» EXCERPTED PASSAGE
▬▬▬▬▬▬▬▬▬▬

It has been another good year for investors. After some early jitters, the markets have stabilized. With the dog days of summer came fresh new highs for all the major U.S. indexes except the Dow Jones — and it’s not far behind.
With markets hitting new highs, not surprisingly, there are many stocks at stretched or concerning valuations.
New highs in and of themselves aren’t a bad or scary thing. Ignore the doomsday folks who predict crashes whenever the market goes up. But fresh all-time highs are a signal that it’s a good time to reevaluate your portfolio holdings. It could be prudent to raise cash or swap to more conservative stocks.
If you’re looking to make moves in September, here are seven popular stocks that have won big in the past but could see their gains start to dissipate rather quickly.
Stocks to Sell Now: Tesla (TSLA)
Tesla (NASDAQ:TSLA) had a great run — a fantastic performance in the capital markets, in fact, since its IPO. But it appears Elon Musk’s ability to defy the critics has ended. Ever since the $420 going private tweet hit, the skies have darkened for TSLA stock.
We quickly learned that funding wasn’t exactly “secured,” opening a Pandora’s Box of potential lawsuits and regulatory action. In fact, the SEC is investigating. Further tweets indicated that Musk claimed to be getting outside advice from bankers on the going private deal and that funding was coming from the Saudis. However, reports from the Board of Directors and the media dispute these claims.

▬▬▬▬▬▬▬▬▬▬

» RECORDS FOR PROCESSING
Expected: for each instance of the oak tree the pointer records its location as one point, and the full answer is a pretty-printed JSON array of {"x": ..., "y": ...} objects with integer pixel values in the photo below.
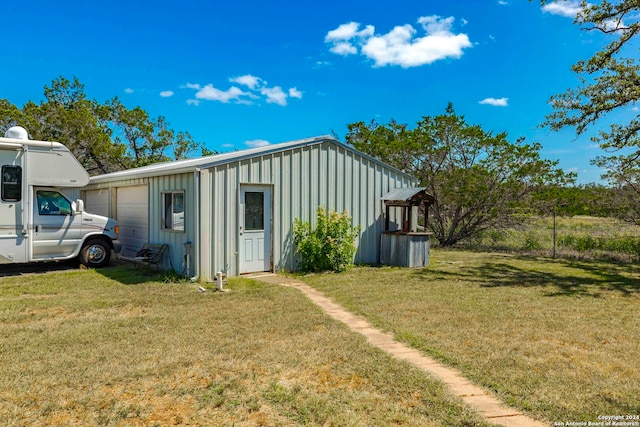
[{"x": 478, "y": 178}]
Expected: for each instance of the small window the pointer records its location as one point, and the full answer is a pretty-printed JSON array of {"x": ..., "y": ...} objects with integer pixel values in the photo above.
[
  {"x": 53, "y": 203},
  {"x": 11, "y": 183},
  {"x": 173, "y": 210},
  {"x": 254, "y": 210}
]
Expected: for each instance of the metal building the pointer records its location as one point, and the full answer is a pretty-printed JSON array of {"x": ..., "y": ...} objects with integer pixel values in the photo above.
[{"x": 234, "y": 212}]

▬▬▬▬▬▬▬▬▬▬

» PROBLEMS TO SOLVE
1. In one to three sentences, explain why the stock market commentary considers this a good time to reevaluate portfolio holdings.
2. Scale the listing starting at the line that contains "Expected: for each instance of the small" and ending at its last line. Reproduce every line, requests included, with each point coordinate in the answers multiplied by 2 and rounded to a whole number, halves rounded up.
The listing is unrelated to the stock market commentary.

» ANSWERS TO THE EXERCISE
1. The commentary considers this a good time because the markets have reached fresh all-time highs, which it treats as a signal to reevaluate holdings. It adds that raising cash or swapping to more conservative stocks could be prudent.

2.
Expected: for each instance of the small window the pointer records its location as one point, and the full answer is a pretty-printed JSON array of {"x": ..., "y": ...} objects with integer pixel values in the photo above.
[
  {"x": 106, "y": 406},
  {"x": 22, "y": 366},
  {"x": 346, "y": 420},
  {"x": 508, "y": 420}
]
Expected: for each instance of the metal building the pointer records its location as one point, and the full answer is a pretty-printed JSON array of {"x": ..., "y": ...} objects with integer pixel values in the photo above.
[{"x": 468, "y": 424}]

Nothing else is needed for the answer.